Продолжите фрагмент страницы о Киприановской редакции Сказания. Начните с фразы, которая идет сразу за его последним предложением.

● **ФРАГМЕНТ СТРАНИЦЫ**:
########
Киприановская редакция Сказания, кстати, Ягайло с Ольгердом не путает. И появление в тексте Киприана разъясняет. Там пишется, что Дмитрий пригласил Киприана в Москву после того, как узнал, что Митяй умер, а Пимен самовольно стал митрополитом. По версии автора Никоновской летописи, это было в 6888 г. Выше я уже говорил, что такого случиться не могло. И что в Рогожском летописце (а стало быть, и в Троицкой летописи) даты появления Киприана в Москве изложены правильно. Но в Никоновской летописи по крайней мере попытка предпринята. В других редакциях Сказания этого нет. Еще в Основной редакции и епископ Коломенский назван Геронтием вместо Герасима. Что заставляет думать: написана она была еще позже, и кем-то не слишком грамотным.
Особенностью Киприановской редакции, писавшейся при митрополите, является и существенное расширение роли церкви в событиях 1380 г. Именно в связи с этим становится понятно, почему Дмитрий получает благословение сразу у трех церковных, ведущих в то время, иерархов: Киприана, Сергия и коломенского епископа Герасима.
########
● **ИСХОДНЫЕ ДАННЫЕ**:
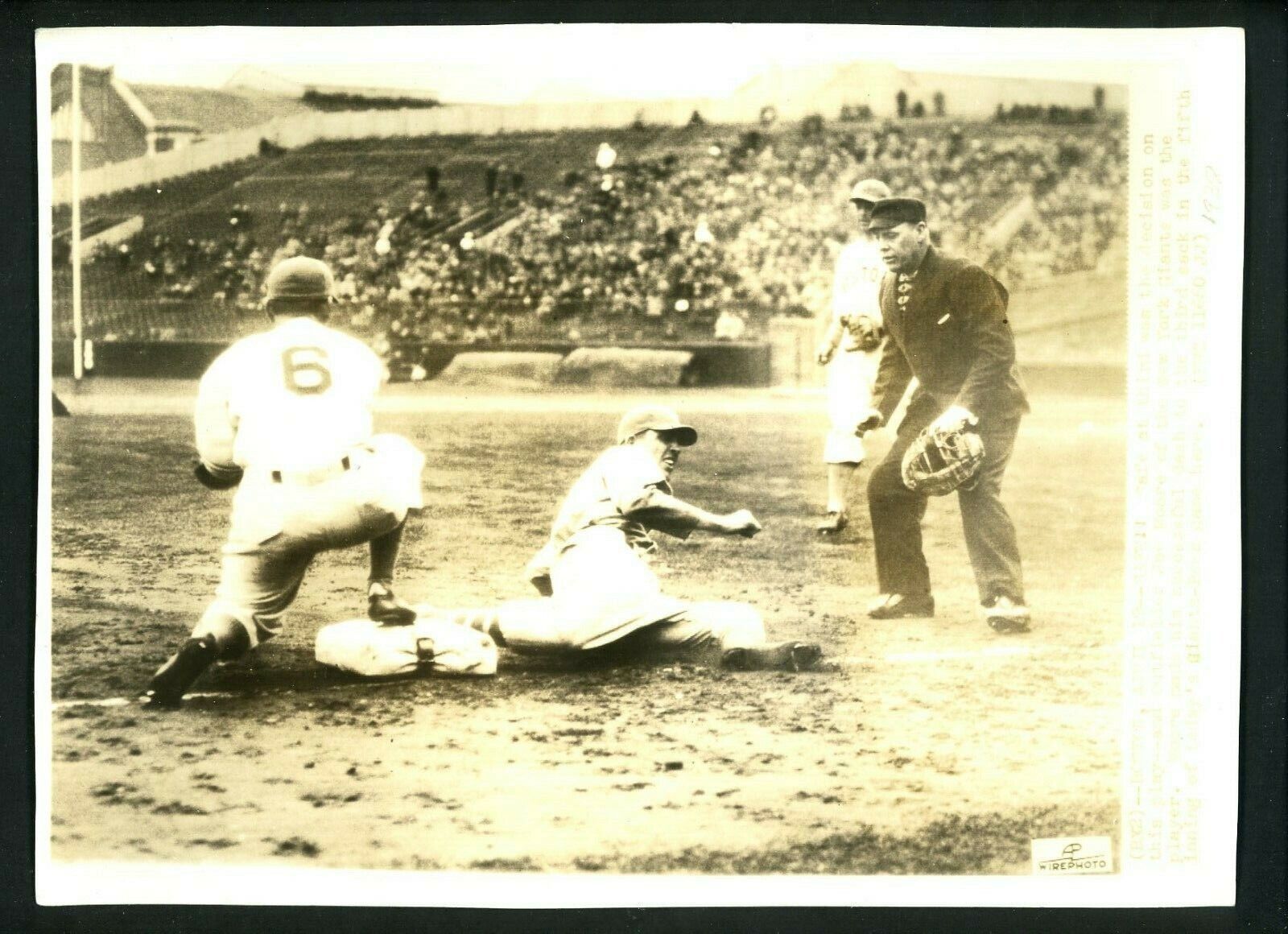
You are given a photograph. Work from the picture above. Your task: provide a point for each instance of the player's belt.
(311, 476)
########
● **ОТВЕТ НА ЗАДАНИЕ**:
К той же второй четверти XVI в. относятся и очередные правки других произведений, имеющих касательство к теме Куликовской битвы. В новой редакции Жития Сергия Радонежского появилось сообщение об отправке им на битву Пересвета и Осляби. В «Задонщине» перечень земель Кирилло-Белозерского списка был заменен на перечень городов и появилось исчисление погибших по их землям, в котором упоминались и новгородцы, и даже рязанцы.
После этого история начала выглядить так. Мамай, правивший всей Ордой от имени «царя» (напомним: русские никогда не звали татарского властителя ханом, только царем), убил этого царя и стал владеть всем сам. Он злился на Дмитрия за поражение на Воже. Поэтому собрал войска, нанял фрягов, черкасов и ясов (и кого-то еще, не названных) и пошел на Русь. Перешел Волгу, дошел до реки Воронеж и расположился кочевать.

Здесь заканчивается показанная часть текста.